● Point localization data
[Start of section]

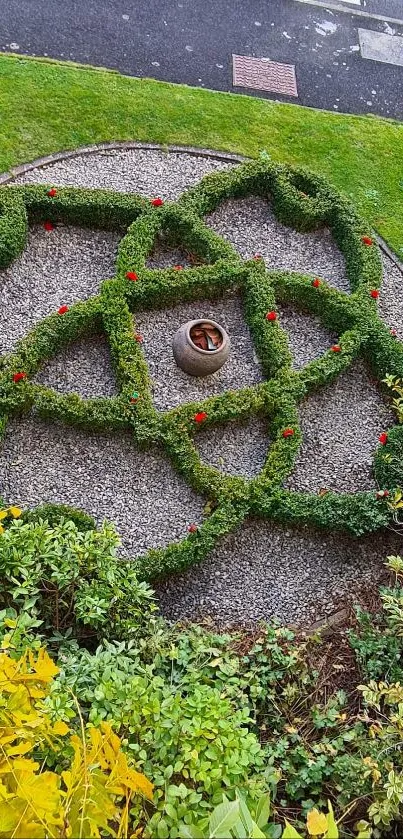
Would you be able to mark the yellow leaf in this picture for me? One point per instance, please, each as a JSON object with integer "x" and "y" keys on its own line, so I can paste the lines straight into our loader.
{"x": 60, "y": 728}
{"x": 21, "y": 749}
{"x": 15, "y": 512}
{"x": 316, "y": 823}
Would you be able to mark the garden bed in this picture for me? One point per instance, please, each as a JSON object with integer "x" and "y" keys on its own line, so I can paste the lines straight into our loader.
{"x": 263, "y": 568}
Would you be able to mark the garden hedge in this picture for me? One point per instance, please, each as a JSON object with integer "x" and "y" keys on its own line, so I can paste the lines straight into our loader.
{"x": 299, "y": 199}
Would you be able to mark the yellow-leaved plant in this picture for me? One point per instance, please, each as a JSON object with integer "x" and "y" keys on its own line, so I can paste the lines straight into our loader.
{"x": 92, "y": 794}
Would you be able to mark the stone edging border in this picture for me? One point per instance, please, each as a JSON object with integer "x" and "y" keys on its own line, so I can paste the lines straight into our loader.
{"x": 15, "y": 171}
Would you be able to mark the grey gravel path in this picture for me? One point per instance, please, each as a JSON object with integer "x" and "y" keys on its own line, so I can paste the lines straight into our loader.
{"x": 104, "y": 475}
{"x": 307, "y": 338}
{"x": 148, "y": 172}
{"x": 250, "y": 225}
{"x": 237, "y": 448}
{"x": 260, "y": 570}
{"x": 59, "y": 267}
{"x": 263, "y": 571}
{"x": 340, "y": 424}
{"x": 83, "y": 367}
{"x": 171, "y": 385}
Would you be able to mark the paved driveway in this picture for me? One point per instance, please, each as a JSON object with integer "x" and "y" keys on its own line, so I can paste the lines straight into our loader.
{"x": 193, "y": 41}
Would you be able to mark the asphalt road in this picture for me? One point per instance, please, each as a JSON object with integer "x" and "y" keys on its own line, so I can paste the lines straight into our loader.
{"x": 192, "y": 41}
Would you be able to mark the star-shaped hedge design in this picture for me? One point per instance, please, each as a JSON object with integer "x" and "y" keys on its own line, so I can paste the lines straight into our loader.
{"x": 302, "y": 201}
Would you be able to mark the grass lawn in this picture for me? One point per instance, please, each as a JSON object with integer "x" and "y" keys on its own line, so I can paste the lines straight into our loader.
{"x": 49, "y": 106}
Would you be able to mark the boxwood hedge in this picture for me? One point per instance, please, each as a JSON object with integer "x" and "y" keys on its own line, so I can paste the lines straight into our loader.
{"x": 300, "y": 200}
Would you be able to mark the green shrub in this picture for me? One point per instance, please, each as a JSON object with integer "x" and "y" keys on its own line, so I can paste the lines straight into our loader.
{"x": 300, "y": 199}
{"x": 71, "y": 579}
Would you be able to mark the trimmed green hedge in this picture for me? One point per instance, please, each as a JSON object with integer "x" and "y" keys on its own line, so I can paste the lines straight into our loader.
{"x": 300, "y": 200}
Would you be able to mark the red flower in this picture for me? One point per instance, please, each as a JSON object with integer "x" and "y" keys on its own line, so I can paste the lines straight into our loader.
{"x": 288, "y": 432}
{"x": 193, "y": 528}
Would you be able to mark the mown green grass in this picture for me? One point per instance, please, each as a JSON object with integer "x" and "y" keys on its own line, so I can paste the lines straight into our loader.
{"x": 49, "y": 106}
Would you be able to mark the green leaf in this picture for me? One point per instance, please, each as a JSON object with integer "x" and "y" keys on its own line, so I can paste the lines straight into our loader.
{"x": 162, "y": 829}
{"x": 246, "y": 817}
{"x": 290, "y": 832}
{"x": 256, "y": 833}
{"x": 190, "y": 831}
{"x": 223, "y": 819}
{"x": 332, "y": 829}
{"x": 263, "y": 810}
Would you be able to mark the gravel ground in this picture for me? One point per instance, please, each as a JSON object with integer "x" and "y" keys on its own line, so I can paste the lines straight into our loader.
{"x": 84, "y": 367}
{"x": 261, "y": 571}
{"x": 149, "y": 502}
{"x": 58, "y": 267}
{"x": 166, "y": 257}
{"x": 340, "y": 426}
{"x": 172, "y": 386}
{"x": 307, "y": 338}
{"x": 148, "y": 172}
{"x": 235, "y": 448}
{"x": 251, "y": 227}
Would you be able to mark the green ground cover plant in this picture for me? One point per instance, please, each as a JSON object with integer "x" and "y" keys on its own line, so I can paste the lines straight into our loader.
{"x": 260, "y": 729}
{"x": 299, "y": 199}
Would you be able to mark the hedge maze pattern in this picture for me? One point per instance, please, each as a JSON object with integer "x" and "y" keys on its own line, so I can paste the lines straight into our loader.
{"x": 300, "y": 200}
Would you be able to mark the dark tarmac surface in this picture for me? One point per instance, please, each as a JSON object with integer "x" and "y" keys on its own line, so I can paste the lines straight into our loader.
{"x": 192, "y": 41}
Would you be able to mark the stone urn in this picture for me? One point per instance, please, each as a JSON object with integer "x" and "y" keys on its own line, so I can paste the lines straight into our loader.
{"x": 187, "y": 347}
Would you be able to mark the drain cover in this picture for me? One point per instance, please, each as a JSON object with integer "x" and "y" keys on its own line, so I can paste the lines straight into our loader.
{"x": 263, "y": 74}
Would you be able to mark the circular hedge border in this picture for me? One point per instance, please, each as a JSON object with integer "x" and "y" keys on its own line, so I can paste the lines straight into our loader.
{"x": 300, "y": 200}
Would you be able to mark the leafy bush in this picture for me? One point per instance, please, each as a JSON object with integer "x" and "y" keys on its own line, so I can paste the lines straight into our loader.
{"x": 300, "y": 199}
{"x": 377, "y": 639}
{"x": 190, "y": 739}
{"x": 71, "y": 579}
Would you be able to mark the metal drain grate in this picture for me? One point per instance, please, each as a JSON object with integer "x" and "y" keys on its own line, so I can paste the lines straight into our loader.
{"x": 263, "y": 74}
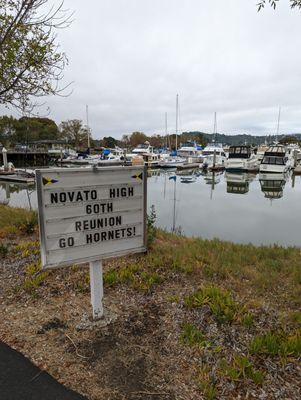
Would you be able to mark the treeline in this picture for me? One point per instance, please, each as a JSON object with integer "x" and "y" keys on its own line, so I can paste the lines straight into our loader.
{"x": 241, "y": 139}
{"x": 30, "y": 130}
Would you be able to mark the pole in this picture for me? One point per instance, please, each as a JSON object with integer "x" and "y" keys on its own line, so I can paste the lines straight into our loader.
{"x": 4, "y": 154}
{"x": 87, "y": 115}
{"x": 278, "y": 123}
{"x": 166, "y": 130}
{"x": 177, "y": 111}
{"x": 96, "y": 286}
{"x": 174, "y": 208}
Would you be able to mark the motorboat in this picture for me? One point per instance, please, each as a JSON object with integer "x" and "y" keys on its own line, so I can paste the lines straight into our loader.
{"x": 190, "y": 150}
{"x": 241, "y": 158}
{"x": 188, "y": 178}
{"x": 238, "y": 183}
{"x": 145, "y": 152}
{"x": 272, "y": 185}
{"x": 172, "y": 162}
{"x": 214, "y": 156}
{"x": 276, "y": 160}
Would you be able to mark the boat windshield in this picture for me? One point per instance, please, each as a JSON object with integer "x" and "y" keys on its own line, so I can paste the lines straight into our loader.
{"x": 211, "y": 153}
{"x": 239, "y": 152}
{"x": 274, "y": 160}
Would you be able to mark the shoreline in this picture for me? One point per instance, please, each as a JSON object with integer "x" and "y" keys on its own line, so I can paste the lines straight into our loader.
{"x": 194, "y": 318}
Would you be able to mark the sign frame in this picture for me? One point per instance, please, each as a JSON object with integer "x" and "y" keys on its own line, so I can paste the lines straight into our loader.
{"x": 96, "y": 170}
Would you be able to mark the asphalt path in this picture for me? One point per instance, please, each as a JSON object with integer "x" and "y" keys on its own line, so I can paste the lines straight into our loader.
{"x": 20, "y": 379}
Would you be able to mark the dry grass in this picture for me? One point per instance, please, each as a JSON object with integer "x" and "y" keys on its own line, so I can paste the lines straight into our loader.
{"x": 195, "y": 319}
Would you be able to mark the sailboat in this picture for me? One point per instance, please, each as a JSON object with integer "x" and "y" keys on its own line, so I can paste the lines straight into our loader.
{"x": 174, "y": 161}
{"x": 276, "y": 159}
{"x": 213, "y": 154}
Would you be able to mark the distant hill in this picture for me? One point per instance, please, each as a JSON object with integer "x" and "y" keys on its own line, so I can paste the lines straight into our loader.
{"x": 242, "y": 138}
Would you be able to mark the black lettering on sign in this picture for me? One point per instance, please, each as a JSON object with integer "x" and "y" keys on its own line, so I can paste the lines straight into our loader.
{"x": 66, "y": 242}
{"x": 99, "y": 208}
{"x": 121, "y": 192}
{"x": 98, "y": 223}
{"x": 104, "y": 236}
{"x": 70, "y": 197}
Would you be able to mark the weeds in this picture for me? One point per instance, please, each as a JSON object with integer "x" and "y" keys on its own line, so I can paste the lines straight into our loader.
{"x": 17, "y": 220}
{"x": 134, "y": 276}
{"x": 241, "y": 368}
{"x": 3, "y": 250}
{"x": 151, "y": 230}
{"x": 221, "y": 303}
{"x": 34, "y": 277}
{"x": 192, "y": 336}
{"x": 279, "y": 343}
{"x": 207, "y": 384}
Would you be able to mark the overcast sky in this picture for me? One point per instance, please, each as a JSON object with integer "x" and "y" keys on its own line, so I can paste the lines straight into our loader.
{"x": 129, "y": 58}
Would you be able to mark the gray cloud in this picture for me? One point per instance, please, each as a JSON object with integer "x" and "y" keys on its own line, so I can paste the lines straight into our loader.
{"x": 129, "y": 58}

[End of section]

● ASSIGNMENT
Please write out, exactly as they appear, the lines from the one containing "Would you be able to mark the black" through the last line of the records above, and nothing more.

● RESULT
Would you be able to mark the black lettering on sign in this picture for me? One point per instance, please, each as a JSON object with integer "x" and "y" keys on its own line, so I can paste the lines straight into our loader.
{"x": 66, "y": 242}
{"x": 99, "y": 208}
{"x": 121, "y": 192}
{"x": 98, "y": 223}
{"x": 104, "y": 236}
{"x": 70, "y": 197}
Would you be able to mark the weeds in this picture for me? One point per instance, please, each as a JSON object with integer "x" and "y" keys on its own line, so I can paste the lines straight into our loader.
{"x": 17, "y": 220}
{"x": 134, "y": 276}
{"x": 241, "y": 368}
{"x": 3, "y": 250}
{"x": 151, "y": 230}
{"x": 221, "y": 303}
{"x": 34, "y": 277}
{"x": 192, "y": 336}
{"x": 279, "y": 343}
{"x": 207, "y": 384}
Would you be able to mark the overcast sky in this picture for me? One point per instance, please, each as a JSON object with integer "x" and "y" keys on its own line, so I can paste the lines straight into our loader.
{"x": 129, "y": 58}
Would you be able to mark the gray cloud in this picture for me? One point per instance, please, each as a JSON object with integer "x" and "y" keys on its own line, so I can paste the lines straight into our loader.
{"x": 129, "y": 58}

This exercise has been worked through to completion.